START Extracted data

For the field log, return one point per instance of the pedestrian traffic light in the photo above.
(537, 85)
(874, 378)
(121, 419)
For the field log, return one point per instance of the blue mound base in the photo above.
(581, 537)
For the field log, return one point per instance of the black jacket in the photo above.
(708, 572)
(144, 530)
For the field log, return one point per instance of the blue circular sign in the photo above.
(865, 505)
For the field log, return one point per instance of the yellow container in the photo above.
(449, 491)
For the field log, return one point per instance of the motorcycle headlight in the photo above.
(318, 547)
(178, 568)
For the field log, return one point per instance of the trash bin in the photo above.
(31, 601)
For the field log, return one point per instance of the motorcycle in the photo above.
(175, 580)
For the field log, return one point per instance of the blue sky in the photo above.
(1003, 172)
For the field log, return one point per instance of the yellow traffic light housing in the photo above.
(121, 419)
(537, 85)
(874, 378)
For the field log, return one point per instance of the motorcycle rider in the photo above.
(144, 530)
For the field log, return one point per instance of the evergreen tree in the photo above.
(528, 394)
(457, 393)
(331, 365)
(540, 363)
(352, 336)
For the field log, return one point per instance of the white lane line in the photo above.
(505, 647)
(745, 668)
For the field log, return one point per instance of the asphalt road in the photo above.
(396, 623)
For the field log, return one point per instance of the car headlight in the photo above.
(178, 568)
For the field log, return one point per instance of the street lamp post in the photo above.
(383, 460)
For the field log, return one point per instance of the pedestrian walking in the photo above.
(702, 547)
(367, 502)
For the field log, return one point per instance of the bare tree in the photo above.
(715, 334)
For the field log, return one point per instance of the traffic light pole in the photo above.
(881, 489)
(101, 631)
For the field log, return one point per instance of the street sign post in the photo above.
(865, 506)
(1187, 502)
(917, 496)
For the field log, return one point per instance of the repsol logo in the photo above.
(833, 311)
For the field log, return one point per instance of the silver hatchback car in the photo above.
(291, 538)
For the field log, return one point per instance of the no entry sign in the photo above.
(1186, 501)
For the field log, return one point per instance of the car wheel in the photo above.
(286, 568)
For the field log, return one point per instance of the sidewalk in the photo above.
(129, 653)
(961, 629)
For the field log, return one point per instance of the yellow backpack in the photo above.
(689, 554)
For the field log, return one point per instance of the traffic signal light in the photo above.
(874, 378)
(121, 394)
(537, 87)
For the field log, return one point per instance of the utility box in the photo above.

END Extracted data

All of the lines above need to be given again exactly.

For the field log, return one point per instance of the pedestrian traffic light in the photo above.
(537, 85)
(874, 378)
(121, 419)
For the field log, return one point per instance of the blue mound base in the photo above.
(581, 537)
For the field log, return one point per instance of the black jacket in the photo above.
(708, 572)
(144, 530)
For the field log, return one point per instance of the blue circular sign in the photo above.
(865, 505)
For the field log, return one point per instance of the yellow container in the photo above.
(449, 491)
For the field log, return one point per instance of the motorcycle headlight in the photo above.
(318, 547)
(178, 568)
For the field log, return one point per instance of the trash bin in the photo above.
(31, 601)
For the field log, return one point per instance of the motorcycle in the photo above.
(175, 580)
For the field log, return one point per instance of the blue sky in the photo above.
(1003, 172)
For the field log, return one point per instance of the yellow traffic light housing in the photo above.
(121, 419)
(537, 85)
(874, 378)
For the field log, return one point per instance of the motorcycle rider in the photo above.
(144, 530)
For the field log, return one point per instance of the evergreen tree in the photo above.
(528, 394)
(457, 393)
(331, 365)
(540, 363)
(352, 336)
For the field log, return one point per instance of the white lane line in the photo above.
(505, 647)
(745, 668)
For the field log, return one point per instance of the asphalt road in the photo above.
(396, 623)
For the field log, return one point per instance of the car headlight in the photo above.
(178, 568)
For the field log, return one point per instance of the street lamp post in the photo above.
(383, 460)
For the field log, return one point per instance of the pedestrian walking in the photo above.
(702, 547)
(367, 502)
For the field log, return one point per instance of the bare tree in the photo above.
(715, 334)
For the field log, return one point per instance of the traffic light pole in the photo above.
(881, 489)
(101, 631)
For the field log, return one point per instance of the street sign post in the photo above.
(865, 506)
(1187, 502)
(917, 496)
For the field log, return one point per instance of the repsol logo in the photo above.
(833, 311)
For the field log, return one point per instance of the silver hatchback car in the photo above.
(291, 538)
For the field log, return one point per instance of the no entry sign in the photo above.
(1186, 501)
For the field log, return one point per instance of the car wheel in the photo above.
(286, 568)
For the field log, return one point per instance of the sidewalk in the photo above.
(129, 653)
(961, 629)
For the field log, return one point per instance of the yellow backpack in the photo above.
(689, 554)
For the field log, return one point per instance of the traffic signal light in the photo above.
(874, 378)
(121, 394)
(537, 87)
For the field log, return one point per instance of the utility box in the photo above.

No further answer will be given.